O que se mostrou na última campanha eleitoral foi o “cordial-passional” tanto como ódio de classe (desprezo do pobre) como o de discriminação racial (nordestino e negro). Ser pobre, negro e nordestino implicava uma pecha negativa e aí o desejo absurdo de alguns de dividir o Brasil entre o Sul “rico” e o Nordeste “pobre”. Esse ódio de classe se deriva do arquétipo da Casa Grande e da Senzala introjetada em altos setores sociais, bem expresso por uma madame rica de Salvador:”os pobres não contentes com receber a bolsa família, querem ainda ter direitos”. Isso supõe a idéia de que se um dia foram escravos, deveriam continuar a fazer tudo de graça, como se não tivesse havido a abolição da escravatura. Os homoafetivos e outros da LGBT são hostilizados até nos debates oficiais entre os candidatos, revelando uma intolerância “intolerável”.

◆ ◆ ◆ ◆

» **O que fazer**
Repita na íntegra o trecho sobre a última campanha eleitoral, sem mudar nada.

» **Itens de dados**
◆ ◆ ◆ ◆

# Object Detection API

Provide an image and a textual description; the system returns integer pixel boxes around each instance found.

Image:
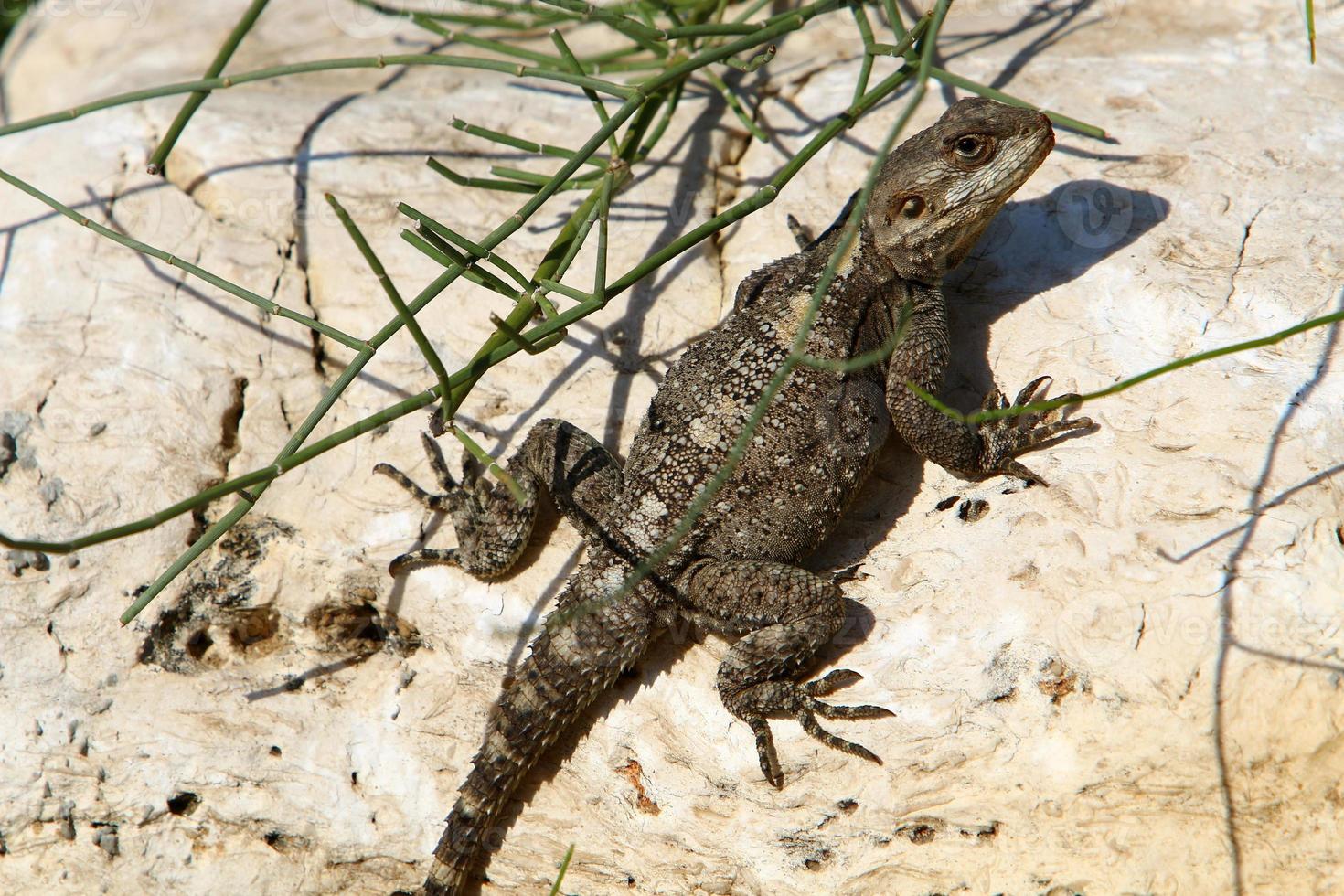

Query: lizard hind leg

[374,419,623,581]
[677,560,892,787]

◆ ◆ ◆ ◆

» **Exercício resolvido**
O que se mostrou na última campanha eleitoral foi o “cordial-passional” tanto como ódio de classe (desprezo do pobre) como o de discriminação racial (nordestino e negro). Ser pobre, negro e nordestino implicava uma pecha negativa e aí o desejo absurdo de alguns de dividir o Brasil entre o Sul “rico” e o Nordeste “pobre”. Esse ódio de classe se deriva do arquétipo da Casa Grande e da Senzala introjetada em altos setores sociais, bem expresso por uma madame rica de Salvador:”os pobres não contentes com receber a bolsa família, querem ainda ter direitos”. Isso supõe a idéia de que se um dia foram escravos, deveriam continuar a fazer tudo de graça, como se não tivesse havido a abolição da escravatura. Os homoafetivos e outros da LGBT são hostilizados até nos debates oficiais entre os candidatos, revelando uma intolerância “intolerável”.